--- Start ---

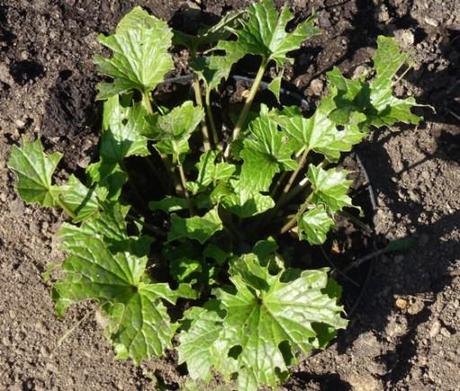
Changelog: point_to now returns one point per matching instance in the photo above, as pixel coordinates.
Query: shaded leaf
(330, 187)
(315, 224)
(195, 228)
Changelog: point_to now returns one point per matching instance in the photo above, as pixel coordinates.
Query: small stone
(431, 21)
(415, 307)
(445, 332)
(316, 86)
(401, 303)
(435, 328)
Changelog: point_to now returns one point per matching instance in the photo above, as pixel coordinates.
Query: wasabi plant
(231, 194)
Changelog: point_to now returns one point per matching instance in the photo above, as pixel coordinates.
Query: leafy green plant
(215, 239)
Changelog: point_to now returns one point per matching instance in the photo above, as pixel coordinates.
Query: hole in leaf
(235, 351)
(285, 350)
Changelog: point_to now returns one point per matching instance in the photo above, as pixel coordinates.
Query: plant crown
(212, 239)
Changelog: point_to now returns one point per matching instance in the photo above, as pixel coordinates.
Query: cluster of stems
(285, 184)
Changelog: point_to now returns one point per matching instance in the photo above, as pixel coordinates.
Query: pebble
(445, 332)
(431, 21)
(435, 328)
(316, 86)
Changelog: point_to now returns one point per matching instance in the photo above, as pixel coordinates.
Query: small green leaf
(264, 33)
(266, 152)
(315, 224)
(140, 54)
(330, 187)
(196, 228)
(247, 205)
(319, 132)
(34, 170)
(83, 202)
(169, 204)
(173, 129)
(122, 131)
(208, 35)
(210, 172)
(275, 86)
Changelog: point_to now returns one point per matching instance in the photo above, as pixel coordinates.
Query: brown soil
(404, 335)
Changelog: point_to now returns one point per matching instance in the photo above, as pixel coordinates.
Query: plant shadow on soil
(377, 161)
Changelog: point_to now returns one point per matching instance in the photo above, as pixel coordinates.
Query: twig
(199, 102)
(247, 105)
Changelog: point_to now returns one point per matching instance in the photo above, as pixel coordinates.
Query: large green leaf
(172, 130)
(375, 101)
(196, 228)
(330, 187)
(140, 54)
(139, 325)
(320, 133)
(315, 224)
(263, 319)
(34, 170)
(122, 131)
(266, 152)
(263, 32)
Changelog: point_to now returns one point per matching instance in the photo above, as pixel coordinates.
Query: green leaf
(109, 176)
(375, 100)
(247, 205)
(83, 202)
(266, 152)
(183, 260)
(208, 35)
(260, 316)
(210, 172)
(122, 131)
(169, 204)
(275, 86)
(140, 54)
(264, 33)
(387, 61)
(173, 129)
(320, 133)
(139, 323)
(195, 228)
(315, 224)
(330, 187)
(34, 170)
(198, 346)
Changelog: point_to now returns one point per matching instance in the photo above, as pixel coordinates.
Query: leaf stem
(146, 102)
(212, 123)
(294, 175)
(183, 181)
(293, 221)
(199, 102)
(247, 104)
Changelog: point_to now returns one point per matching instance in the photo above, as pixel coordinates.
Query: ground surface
(404, 335)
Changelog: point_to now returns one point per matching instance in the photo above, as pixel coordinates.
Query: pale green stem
(212, 123)
(247, 105)
(293, 221)
(199, 102)
(183, 181)
(146, 102)
(294, 175)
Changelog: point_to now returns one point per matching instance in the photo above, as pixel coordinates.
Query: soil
(405, 333)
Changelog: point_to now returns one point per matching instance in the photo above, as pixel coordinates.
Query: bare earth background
(406, 333)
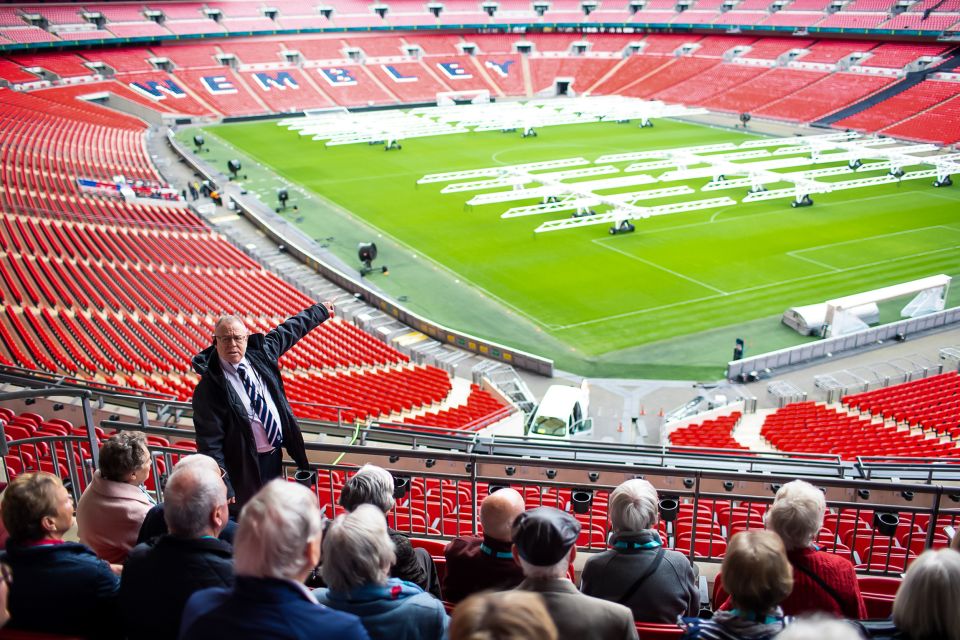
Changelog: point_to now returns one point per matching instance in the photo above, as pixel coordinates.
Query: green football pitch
(666, 301)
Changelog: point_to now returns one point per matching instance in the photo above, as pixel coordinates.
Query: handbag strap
(646, 574)
(823, 585)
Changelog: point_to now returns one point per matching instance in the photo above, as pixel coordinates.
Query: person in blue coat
(58, 586)
(358, 554)
(276, 548)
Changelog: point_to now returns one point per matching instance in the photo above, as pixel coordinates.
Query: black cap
(544, 535)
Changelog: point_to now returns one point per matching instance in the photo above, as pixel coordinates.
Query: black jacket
(62, 588)
(219, 417)
(158, 579)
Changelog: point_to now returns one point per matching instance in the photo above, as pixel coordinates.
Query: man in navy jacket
(240, 411)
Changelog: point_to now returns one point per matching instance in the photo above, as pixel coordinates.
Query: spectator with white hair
(276, 548)
(543, 544)
(359, 554)
(925, 607)
(658, 585)
(758, 576)
(823, 582)
(160, 576)
(374, 485)
(477, 564)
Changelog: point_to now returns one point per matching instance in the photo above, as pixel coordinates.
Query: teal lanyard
(753, 617)
(500, 555)
(653, 544)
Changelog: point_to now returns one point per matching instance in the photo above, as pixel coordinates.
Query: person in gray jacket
(358, 553)
(543, 545)
(657, 584)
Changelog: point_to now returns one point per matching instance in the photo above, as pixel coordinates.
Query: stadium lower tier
(443, 502)
(917, 419)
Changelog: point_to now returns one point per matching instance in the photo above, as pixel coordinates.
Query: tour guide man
(240, 412)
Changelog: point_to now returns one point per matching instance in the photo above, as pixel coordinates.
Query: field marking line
(601, 243)
(628, 314)
(793, 254)
(882, 235)
(413, 251)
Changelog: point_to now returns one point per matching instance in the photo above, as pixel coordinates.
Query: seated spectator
(159, 577)
(758, 576)
(822, 582)
(59, 587)
(359, 554)
(113, 506)
(155, 525)
(658, 585)
(820, 628)
(477, 564)
(543, 544)
(505, 615)
(374, 485)
(277, 546)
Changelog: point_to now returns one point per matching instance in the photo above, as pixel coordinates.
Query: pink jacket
(109, 516)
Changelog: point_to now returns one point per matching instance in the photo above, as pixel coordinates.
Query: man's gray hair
(357, 549)
(558, 570)
(926, 603)
(193, 491)
(633, 506)
(370, 485)
(275, 527)
(797, 514)
(228, 318)
(819, 628)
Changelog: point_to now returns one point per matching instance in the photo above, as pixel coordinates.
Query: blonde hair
(926, 604)
(504, 615)
(797, 514)
(819, 627)
(756, 572)
(633, 506)
(275, 527)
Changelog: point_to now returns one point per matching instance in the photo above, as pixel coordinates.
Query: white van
(562, 413)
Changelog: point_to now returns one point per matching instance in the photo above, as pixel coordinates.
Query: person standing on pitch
(240, 411)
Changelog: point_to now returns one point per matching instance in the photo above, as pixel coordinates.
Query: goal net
(474, 96)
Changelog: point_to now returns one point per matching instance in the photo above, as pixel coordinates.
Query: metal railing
(899, 505)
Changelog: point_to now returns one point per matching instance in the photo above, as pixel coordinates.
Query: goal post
(467, 96)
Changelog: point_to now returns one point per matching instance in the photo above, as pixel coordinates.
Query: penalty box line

--- End ---

### Exercise details:
Count the lines of the material above that contain the string "small", treating uppercase and lowercase as distinct. Reply with the number only.

### Complete answer:
2